EXERCISE OBJECTIVE. Go through the data and copy every line in which "wooden" appears.

THE RECORDS.
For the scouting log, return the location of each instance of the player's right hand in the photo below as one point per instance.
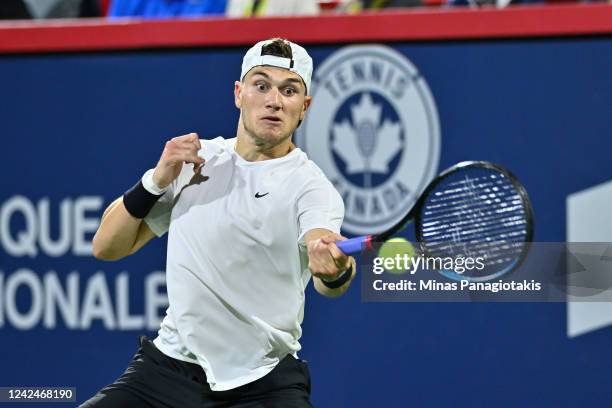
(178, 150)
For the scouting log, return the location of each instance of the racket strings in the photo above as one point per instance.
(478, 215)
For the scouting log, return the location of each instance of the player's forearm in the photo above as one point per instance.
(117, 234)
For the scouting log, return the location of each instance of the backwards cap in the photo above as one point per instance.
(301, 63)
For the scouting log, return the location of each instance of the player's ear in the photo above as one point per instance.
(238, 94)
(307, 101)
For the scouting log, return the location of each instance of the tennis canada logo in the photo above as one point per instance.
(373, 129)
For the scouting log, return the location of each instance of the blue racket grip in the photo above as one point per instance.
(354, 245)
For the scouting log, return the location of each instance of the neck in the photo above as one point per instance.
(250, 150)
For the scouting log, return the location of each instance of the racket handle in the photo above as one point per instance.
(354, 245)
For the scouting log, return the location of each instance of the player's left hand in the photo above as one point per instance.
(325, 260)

---

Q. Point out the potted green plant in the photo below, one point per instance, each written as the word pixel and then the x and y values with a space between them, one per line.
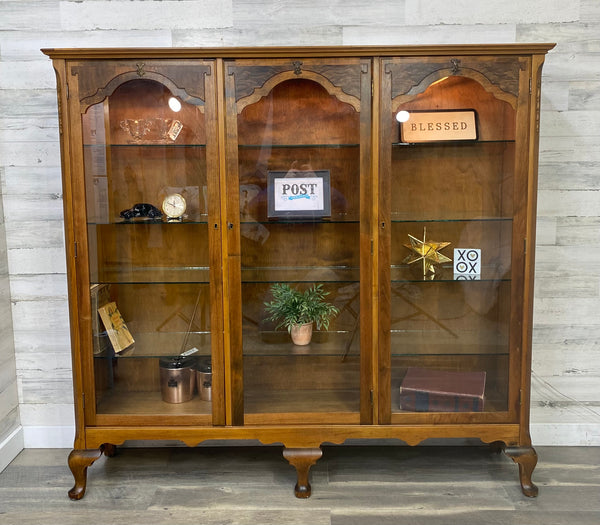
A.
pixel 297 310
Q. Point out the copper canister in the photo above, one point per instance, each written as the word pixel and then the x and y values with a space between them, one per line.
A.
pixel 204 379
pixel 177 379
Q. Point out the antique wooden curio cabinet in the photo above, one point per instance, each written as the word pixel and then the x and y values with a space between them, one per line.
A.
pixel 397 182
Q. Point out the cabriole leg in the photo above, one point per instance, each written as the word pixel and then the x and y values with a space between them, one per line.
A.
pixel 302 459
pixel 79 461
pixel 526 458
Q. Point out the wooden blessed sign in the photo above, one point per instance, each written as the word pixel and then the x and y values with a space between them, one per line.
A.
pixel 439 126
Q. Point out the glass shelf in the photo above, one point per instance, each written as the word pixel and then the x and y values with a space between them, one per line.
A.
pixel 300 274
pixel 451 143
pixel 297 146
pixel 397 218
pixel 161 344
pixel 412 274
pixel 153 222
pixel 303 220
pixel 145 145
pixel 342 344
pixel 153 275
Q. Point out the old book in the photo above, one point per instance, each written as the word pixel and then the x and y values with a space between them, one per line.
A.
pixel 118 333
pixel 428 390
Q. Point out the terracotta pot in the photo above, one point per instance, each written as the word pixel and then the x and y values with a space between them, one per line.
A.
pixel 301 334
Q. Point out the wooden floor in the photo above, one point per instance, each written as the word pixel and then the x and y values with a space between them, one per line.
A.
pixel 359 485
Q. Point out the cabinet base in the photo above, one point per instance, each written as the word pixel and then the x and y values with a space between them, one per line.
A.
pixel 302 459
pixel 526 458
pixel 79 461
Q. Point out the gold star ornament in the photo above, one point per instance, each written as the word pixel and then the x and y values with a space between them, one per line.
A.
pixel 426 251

RESULT OF THE EXERCISE.
Q. Point out the antique wooden curio cabinet in the photo above, one point per instance, each written as the word pixel and then the x and y values with a space between them, one per line.
Q. Point out the wooden blessed sign in the photo above, one point per instance, each written as the word pixel and then the x and y values with a space between them, one per line.
Q. Point out the wooden floor in the photo above, one point per instance, each written as the word pixel and then the x and y values with a space between them, one per line.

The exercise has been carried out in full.